WORK ORDER. The response must contain every line from the records below that has "protester".

INPUT MATERIAL.
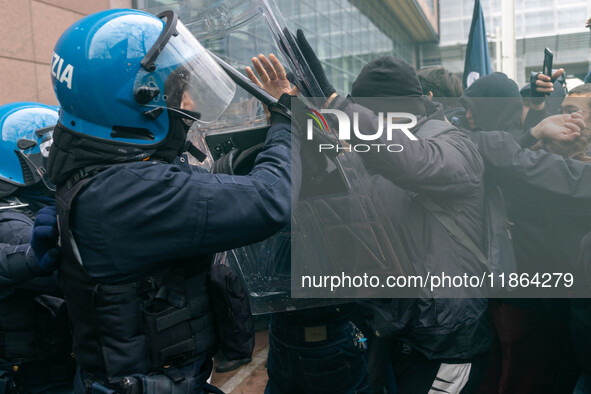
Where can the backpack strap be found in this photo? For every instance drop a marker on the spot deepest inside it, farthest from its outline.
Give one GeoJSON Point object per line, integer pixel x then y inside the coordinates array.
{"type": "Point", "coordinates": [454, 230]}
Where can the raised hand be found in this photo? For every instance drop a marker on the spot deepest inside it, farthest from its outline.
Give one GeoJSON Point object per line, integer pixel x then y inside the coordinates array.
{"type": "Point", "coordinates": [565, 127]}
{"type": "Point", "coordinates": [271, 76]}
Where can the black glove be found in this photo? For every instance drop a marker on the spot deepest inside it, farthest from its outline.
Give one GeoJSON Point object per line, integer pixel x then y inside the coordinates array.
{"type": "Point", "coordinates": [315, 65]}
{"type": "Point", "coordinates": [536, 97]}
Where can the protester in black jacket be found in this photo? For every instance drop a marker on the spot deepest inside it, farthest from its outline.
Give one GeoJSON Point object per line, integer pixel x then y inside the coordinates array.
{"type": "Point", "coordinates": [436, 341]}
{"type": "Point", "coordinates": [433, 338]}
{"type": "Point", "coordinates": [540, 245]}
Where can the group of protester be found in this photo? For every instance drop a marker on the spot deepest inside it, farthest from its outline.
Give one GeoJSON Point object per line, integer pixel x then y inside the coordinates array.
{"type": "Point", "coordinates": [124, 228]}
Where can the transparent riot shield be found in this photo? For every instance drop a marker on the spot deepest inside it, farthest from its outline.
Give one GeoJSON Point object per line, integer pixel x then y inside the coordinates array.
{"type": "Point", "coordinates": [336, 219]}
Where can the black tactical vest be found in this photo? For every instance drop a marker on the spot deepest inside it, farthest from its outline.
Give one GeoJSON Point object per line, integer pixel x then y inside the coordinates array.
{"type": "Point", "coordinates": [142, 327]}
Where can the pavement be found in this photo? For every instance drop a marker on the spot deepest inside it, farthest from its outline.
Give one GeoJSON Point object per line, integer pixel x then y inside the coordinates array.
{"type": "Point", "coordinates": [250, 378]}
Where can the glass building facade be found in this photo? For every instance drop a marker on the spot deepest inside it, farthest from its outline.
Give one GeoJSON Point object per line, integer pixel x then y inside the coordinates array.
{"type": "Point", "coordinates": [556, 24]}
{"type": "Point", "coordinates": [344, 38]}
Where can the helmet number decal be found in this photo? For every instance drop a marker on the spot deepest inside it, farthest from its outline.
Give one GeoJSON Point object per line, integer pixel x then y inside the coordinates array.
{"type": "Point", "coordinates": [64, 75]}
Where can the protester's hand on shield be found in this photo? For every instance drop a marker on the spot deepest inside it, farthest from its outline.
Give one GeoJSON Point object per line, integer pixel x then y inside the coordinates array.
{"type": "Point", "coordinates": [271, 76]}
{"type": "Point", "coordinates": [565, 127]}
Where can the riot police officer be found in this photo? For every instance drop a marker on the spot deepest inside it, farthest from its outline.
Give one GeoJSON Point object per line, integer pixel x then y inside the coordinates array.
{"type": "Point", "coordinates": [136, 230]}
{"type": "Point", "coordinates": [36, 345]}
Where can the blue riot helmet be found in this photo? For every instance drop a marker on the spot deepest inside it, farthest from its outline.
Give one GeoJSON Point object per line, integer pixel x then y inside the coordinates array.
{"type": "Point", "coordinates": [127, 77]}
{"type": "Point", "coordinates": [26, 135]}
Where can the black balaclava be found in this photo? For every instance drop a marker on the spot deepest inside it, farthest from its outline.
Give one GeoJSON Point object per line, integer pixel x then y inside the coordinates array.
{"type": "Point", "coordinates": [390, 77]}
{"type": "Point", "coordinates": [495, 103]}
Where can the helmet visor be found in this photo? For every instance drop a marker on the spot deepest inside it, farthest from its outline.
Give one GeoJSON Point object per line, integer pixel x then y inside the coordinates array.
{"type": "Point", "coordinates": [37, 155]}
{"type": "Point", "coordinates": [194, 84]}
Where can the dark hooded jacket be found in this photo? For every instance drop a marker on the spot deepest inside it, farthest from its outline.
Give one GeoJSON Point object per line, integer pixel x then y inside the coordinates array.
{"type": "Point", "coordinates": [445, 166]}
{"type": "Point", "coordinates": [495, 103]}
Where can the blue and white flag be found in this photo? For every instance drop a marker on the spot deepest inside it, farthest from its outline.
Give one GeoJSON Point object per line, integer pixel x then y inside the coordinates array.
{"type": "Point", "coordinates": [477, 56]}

RESPONSE TO THE EXERCISE.
Where can the protester in black jacket be found in this photo? For every instance drop a marker on the spot deepest inside it, farthest from its outline.
Where can the group of protester be found in this photo? For every instance drop a marker on the spot deepest inside it, farthest from its outline.
Where can the protester's hand on shield be found in this photo? For every instance drop a marker on the spot deepest inside it, farthest from its outline.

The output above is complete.